* Assigned task 1 *
Using the Barrett Burns profile, decide whether each statement agrees with it: (a) Burns started a business selling motorcycles while in college; (b) Burns spent 18 years at Citibank; (c) VantageScore Solutions was launched by three national credit reporting companies. Answer yes or no for each and quote the words of the profile that decide it.
* Assigned task 2 *
According to the Barrett Burns profile, what role did Burns hold at the Ford Motor Credit Company?
* Assigned task 3 *
Carry on the Barrett Burns profile from the point where it stops.

* Provided text *

Burns, Barrett

Barrett BurnsVantageScore Solutions
President and CEO
CLASS OF 1967

Barrett Burns has been a leader and an entrepreneur all his life, learning how to manage risks while being innovative. During college, he was chairman of the senior prom and also started his own business selling motorcycles. “W&J trusted the students and gave us opportunities to have responsibility,” he says. “But if you messed up something like the prom, everybody hated you; so there was a lot of pressure.” As prom chairman, he took a risk and hired an unknown band for an afternoon concert, a move that was not widely approved of on campus. However, he was vindicated a couple of weeks before the prom when that unknown duo, Simon and Garfunkel, released their chart-topping single “Sounds of Silence.”

In 2006, Burns became the first president and CEO of VantageScore Solutions, an innovative company that provides a highly predictive and consistent scoring approach to determine consumer creditworthiness. Burns helped to found this company, launched by three national credit reporting companies. “It is exciting to harness the horsepower of those three companies and watch them work,” he says. Burns was a natural choice for this position since he had plenty of previous senior management experience. During his 27 years at Citibank, he rose through the ranks so quickly that he had a new job every 18 months, helping the company to expand its global consumer banking businesses. He moved on to become senior vice president of Bank One’s finance company, the fifth largest in the United States at the time. He was also chief operating officer of its largest division. His next role was executive vice president of global risk management for the Ford Motor Credit Company before moving to U.S. Trust Company to manage its national private bank as an executive vice president. It was his time at Washington & Jefferson College that prepared him for the constant changes in his career, he says.

* Supplied data *
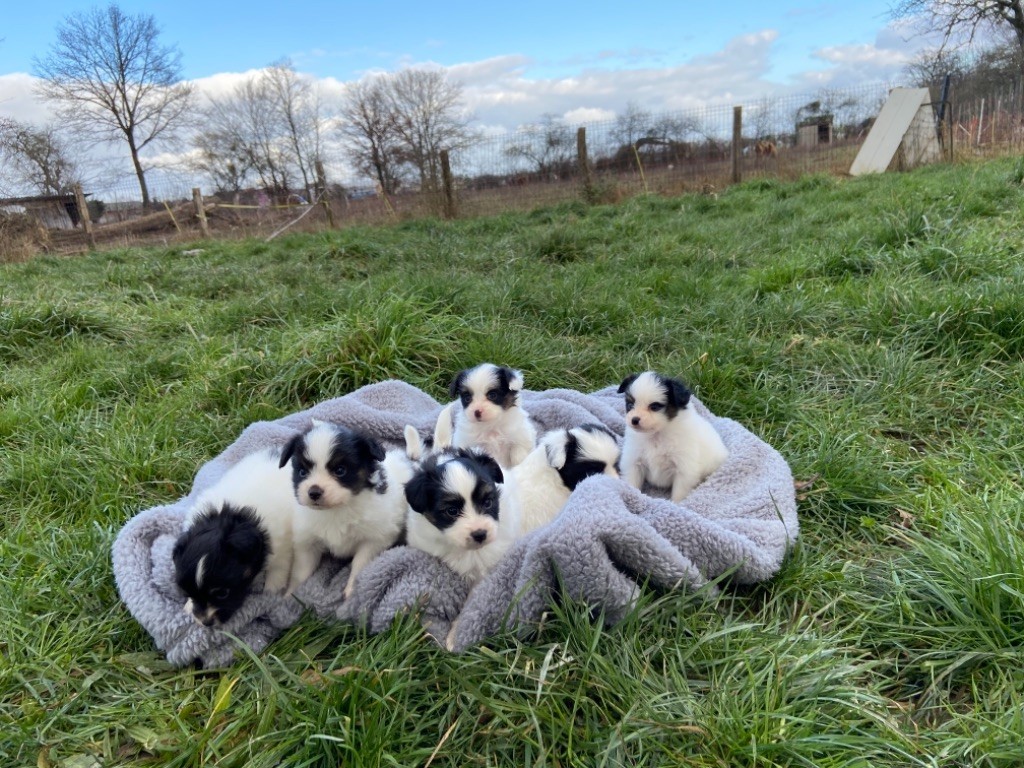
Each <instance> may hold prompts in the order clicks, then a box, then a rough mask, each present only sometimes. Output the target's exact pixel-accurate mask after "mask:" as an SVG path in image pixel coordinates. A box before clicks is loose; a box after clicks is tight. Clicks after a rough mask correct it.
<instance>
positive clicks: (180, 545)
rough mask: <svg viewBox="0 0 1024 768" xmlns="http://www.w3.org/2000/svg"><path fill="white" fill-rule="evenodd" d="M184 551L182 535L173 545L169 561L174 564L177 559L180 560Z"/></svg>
mask: <svg viewBox="0 0 1024 768" xmlns="http://www.w3.org/2000/svg"><path fill="white" fill-rule="evenodd" d="M184 551H185V535H184V534H182V535H181V536H179V537H178V541H176V542H175V543H174V549H173V550H171V559H172V560H173V561H174V562H177V561H178V559H180V557H181V555H183V554H184Z"/></svg>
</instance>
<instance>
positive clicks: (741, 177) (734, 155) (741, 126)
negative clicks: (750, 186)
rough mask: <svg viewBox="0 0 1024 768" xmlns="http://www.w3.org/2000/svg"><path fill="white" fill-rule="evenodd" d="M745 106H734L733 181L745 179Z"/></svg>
mask: <svg viewBox="0 0 1024 768" xmlns="http://www.w3.org/2000/svg"><path fill="white" fill-rule="evenodd" d="M742 159H743V108H742V106H733V108H732V183H734V184H738V183H739V182H740V181H742V180H743V169H742V167H741V166H742Z"/></svg>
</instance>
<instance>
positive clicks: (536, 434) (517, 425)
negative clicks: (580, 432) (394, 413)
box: [434, 362, 537, 468]
mask: <svg viewBox="0 0 1024 768" xmlns="http://www.w3.org/2000/svg"><path fill="white" fill-rule="evenodd" d="M522 385H523V379H522V374H521V373H520V372H518V371H513V370H512V369H510V368H505V367H504V366H502V367H499V366H495V365H493V364H490V362H482V364H480V365H479V366H477V367H476V368H471V369H467V370H465V371H462V372H460V373H459V374H457V375H456V377H455V378H454V379H453V380H452V384H451V386H450V387H449V393H450V394H451V396H452V397H455V398H458V399H456V401H455V402H452V403H449V406H446V407H445V408H444V409H442V410H441V413H440V416H438V418H437V425H436V427H435V428H434V446H435V447H437V449H443V447H445V446H447V445H455V446H456V447H478V449H481V450H483V451H484V452H486V453H487V454H489V455H490V456H493V457H494V458H495V459H496V460H497V461H498V463H499V464H500V465H501V466H503V467H507V468H511V467H514V466H515V465H517V464H518V463H519V462H521V461H522V460H523V459H525V458H526V454H528V453H529V452H530V451H532V450H534V446H535V445H536V444H537V430H536V429H535V428H534V425H532V424H530V422H529V416H528V415H527V414H526V412H525V411H524V410H523V408H522V406H521V404H520V402H519V400H520V397H519V393H520V392H521V391H522ZM453 412H455V430H454V432H453V427H452V421H453Z"/></svg>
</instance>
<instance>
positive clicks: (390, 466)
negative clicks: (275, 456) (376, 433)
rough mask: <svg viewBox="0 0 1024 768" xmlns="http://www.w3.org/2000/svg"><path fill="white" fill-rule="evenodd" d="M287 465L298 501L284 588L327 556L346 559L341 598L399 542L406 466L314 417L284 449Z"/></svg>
mask: <svg viewBox="0 0 1024 768" xmlns="http://www.w3.org/2000/svg"><path fill="white" fill-rule="evenodd" d="M289 463H291V469H292V483H293V486H294V495H295V498H296V499H297V500H298V503H299V506H298V510H297V513H296V520H295V564H294V566H293V569H292V589H295V588H297V587H298V586H299V585H300V584H302V583H303V582H304V581H306V580H307V579H308V578H309V577H310V575H312V573H313V571H314V570H315V569H316V566H317V565H318V564H319V561H321V557H322V556H323V555H324V553H325V552H330V553H331V554H332V555H334V556H335V557H338V558H343V559H346V558H351V561H352V562H351V569H350V571H349V575H348V582H347V583H346V585H345V592H344V595H345V598H346V599H347V598H349V597H351V596H352V589H353V587H354V585H355V579H356V577H357V575H358V574H359V571H361V570H362V569H364V568H365V567H366V566H367V564H368V563H369V562H370V561H371V560H373V559H374V558H375V557H377V555H379V554H380V553H381V552H383V551H384V550H386V549H388V548H389V547H391V546H393V545H394V544H395V543H397V542H398V541H399V539H400V538H401V535H402V529H403V525H404V520H406V497H404V493H403V488H404V484H406V482H407V481H408V480H409V478H410V477H411V476H412V474H413V467H412V464H411V463H410V461H409V459H408V458H407V457H406V454H404V452H403V451H388V452H385V451H384V447H383V446H382V445H381V444H380V443H379V442H378V441H377V440H376V439H374V438H373V437H369V436H367V435H364V434H360V433H358V432H355V431H353V430H351V429H348V428H347V427H343V426H339V425H336V424H328V423H326V422H321V421H315V420H314V421H313V423H312V427H311V428H310V429H309V430H308V431H306V432H304V433H302V434H298V435H296V436H295V437H293V438H292V439H291V440H290V441H289V442H288V444H286V445H285V450H284V452H283V453H282V455H281V466H282V467H284V466H285V465H286V464H289Z"/></svg>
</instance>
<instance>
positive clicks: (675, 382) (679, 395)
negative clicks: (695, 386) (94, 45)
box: [665, 379, 690, 411]
mask: <svg viewBox="0 0 1024 768" xmlns="http://www.w3.org/2000/svg"><path fill="white" fill-rule="evenodd" d="M665 388H666V390H667V391H668V393H669V403H670V404H672V406H675V407H676V408H678V409H679V410H680V411H682V410H683V409H684V408H686V404H687V403H688V402H689V401H690V390H689V389H687V388H686V385H685V384H683V382H681V381H679V380H678V379H666V380H665Z"/></svg>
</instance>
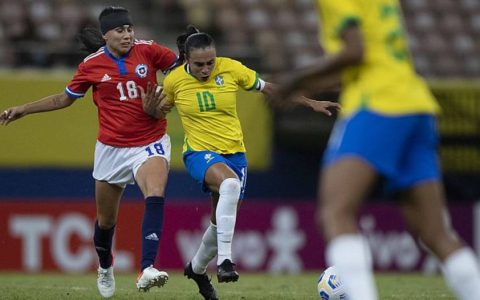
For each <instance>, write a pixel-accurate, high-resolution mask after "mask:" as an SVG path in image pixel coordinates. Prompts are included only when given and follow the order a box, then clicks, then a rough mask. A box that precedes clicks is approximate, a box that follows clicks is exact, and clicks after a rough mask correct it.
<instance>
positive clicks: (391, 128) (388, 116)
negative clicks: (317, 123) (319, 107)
mask: <svg viewBox="0 0 480 300" xmlns="http://www.w3.org/2000/svg"><path fill="white" fill-rule="evenodd" d="M437 147H438V133H437V128H436V118H435V116H433V115H429V114H416V115H405V116H386V115H380V114H377V113H373V112H370V111H359V112H358V113H356V114H354V115H352V116H351V117H350V118H347V119H342V120H339V121H337V123H336V124H335V127H334V129H333V132H332V135H331V137H330V140H329V143H328V146H327V149H326V151H325V155H324V159H323V164H324V165H325V166H326V165H329V164H331V163H333V162H335V161H336V160H338V159H340V158H342V157H344V156H357V157H359V158H361V159H363V160H364V161H366V162H367V163H368V164H370V165H371V166H372V167H373V168H374V169H375V170H377V172H378V173H379V174H380V175H382V176H384V177H385V179H386V180H387V186H386V188H387V190H388V191H395V190H402V189H406V188H410V187H413V186H415V185H416V184H417V183H419V182H422V181H428V180H435V181H436V180H440V177H441V175H440V167H439V158H438V153H437Z"/></svg>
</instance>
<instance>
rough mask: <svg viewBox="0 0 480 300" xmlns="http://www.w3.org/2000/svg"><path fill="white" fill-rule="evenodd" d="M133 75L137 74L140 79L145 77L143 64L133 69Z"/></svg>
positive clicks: (147, 69)
mask: <svg viewBox="0 0 480 300" xmlns="http://www.w3.org/2000/svg"><path fill="white" fill-rule="evenodd" d="M135 74H137V76H138V77H140V78H145V77H147V74H148V67H147V65H144V64H139V65H137V67H135Z"/></svg>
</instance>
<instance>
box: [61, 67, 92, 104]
mask: <svg viewBox="0 0 480 300" xmlns="http://www.w3.org/2000/svg"><path fill="white" fill-rule="evenodd" d="M91 85H92V83H91V81H90V80H89V79H88V74H87V72H86V66H85V63H84V62H82V63H80V65H79V66H78V69H77V72H76V73H75V75H74V76H73V78H72V80H71V81H70V83H69V84H68V85H67V87H66V88H65V93H66V94H67V95H68V97H70V98H72V99H78V98H82V97H83V96H85V93H86V92H87V91H88V89H89V88H90V86H91Z"/></svg>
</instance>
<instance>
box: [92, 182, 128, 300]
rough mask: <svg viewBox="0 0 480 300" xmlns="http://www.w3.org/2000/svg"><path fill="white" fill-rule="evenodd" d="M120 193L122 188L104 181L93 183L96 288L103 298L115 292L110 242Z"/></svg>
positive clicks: (122, 190) (116, 220) (119, 186)
mask: <svg viewBox="0 0 480 300" xmlns="http://www.w3.org/2000/svg"><path fill="white" fill-rule="evenodd" d="M122 193H123V187H121V186H118V185H114V184H109V183H108V182H105V181H99V180H96V181H95V201H96V207H97V221H96V222H95V231H94V235H93V242H94V245H95V250H96V251H97V254H98V258H99V264H100V266H99V267H98V278H97V287H98V290H99V292H100V294H101V295H102V296H103V297H105V298H108V297H111V296H113V294H114V292H115V278H114V276H113V254H112V241H113V234H114V231H115V224H116V223H117V216H118V209H119V204H120V199H121V197H122Z"/></svg>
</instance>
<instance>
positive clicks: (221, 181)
mask: <svg viewBox="0 0 480 300" xmlns="http://www.w3.org/2000/svg"><path fill="white" fill-rule="evenodd" d="M227 178H237V179H238V176H237V174H236V173H235V172H234V171H233V170H232V169H231V168H230V167H229V166H228V165H227V164H226V163H224V162H217V163H214V164H213V165H211V166H210V167H209V168H208V169H207V171H206V172H205V184H206V185H207V186H208V188H209V189H210V190H211V191H212V192H216V193H218V191H219V190H220V185H221V184H222V182H223V181H224V180H225V179H227Z"/></svg>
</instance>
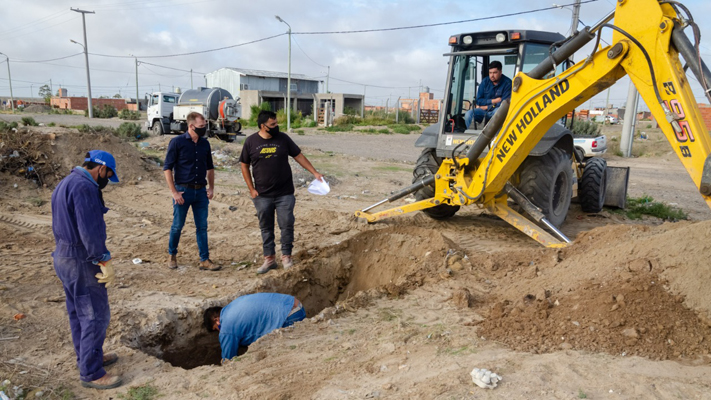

* Written reply 1 *
(a) Yes: "started his own business selling motorcycles"
(b) No: "During his 27 years at Citibank"
(c) Yes: "launched by three national credit reporting companies"

* Written reply 2 *
Executive vice president of global risk management.

* Written reply 3 *
Burns enjoyed the fraternity life while he was at W&J and he continues to stay in touch with his fraternity brothers. He says that the fraternities were fun, but also taught their members to stand up for what they believed. Burns is proud that W&J still produces leaders and gives graduates the opportunity to go many different directions. “While you are there, W&J puts you into situations that you have never been in before,” Burns says, “but they guide you through so that you learn to succeed.”